◆ TEXT FOR ANALYSIS:
The Times- Sizewell C debate turns a bit salty.

As if big nuclear power plants weren’t already toxic enough. To the usual list — exploding costs, endless delays, ruinously pricey electricity, and a vast clean-up bill — Sizewell C brings another joy. And not just that it’s being partly built by CGN of China: odd reward for the crackdown on Hong Kong. No, it’s that Sizewell C is in a “dangerous location”. Or so says Nick Scarr from the Nuclear Consulting Group, a collection of academics and experts.
The consulting engineer has examined the plans from France’s EDF and CGN to build the 3,200MW nuke on the Suffolk coast from the perspective of coastal erosion and climate change. And, assuming he’s right, his paper is alarming — unless you’re relaxed about the risk of the plant being encircled by sea. Sizewell C will be bigger and closer to the sea than the site’s existing reactors.

Mr Scarr takes issue with EDF claims that it’ll be effectively protected by the offshore Sizewell-Dunwich bank and a coralline crag, so creating a “natural wave break”. He points to studies showing waves are getting through in storms, while at the Sizewell C site the crag is more gravelly than desired. With decommissioning of the plant not due until 2150, Mr Scarr believes EDF and CGN are paying far too little attention to forecasts from the Met Office and the Intergovernmental Panel on Climate Change. Not least the notion that once-a-century “extreme sea level events”, are “projected to occur much more frequently by 2050”. He says the once in 10,000 year flood risk that “EDF trumpets” is “just 0.71m above the historical 1953 flood level”.

◆ INFORMATION GIVEN:

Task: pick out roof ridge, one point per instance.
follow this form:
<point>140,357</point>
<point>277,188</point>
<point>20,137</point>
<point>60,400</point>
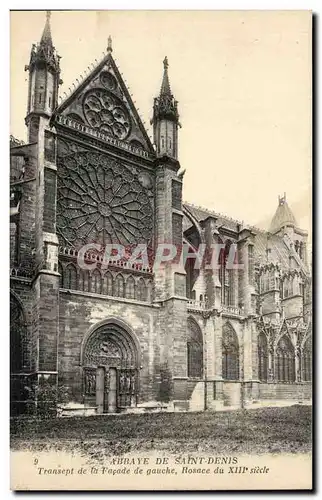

◆ GOAL OF THE EXERCISE: The Sizewell C article names a "usual list" of drawbacks of big nuclear power plants before it adds Sizewell C's own problem. List every drawback on that usual list.

◆ SOLVED PROBLEM:
- exploding costs
- endless delays
- ruinously pricey electricity
- a vast clean-up bill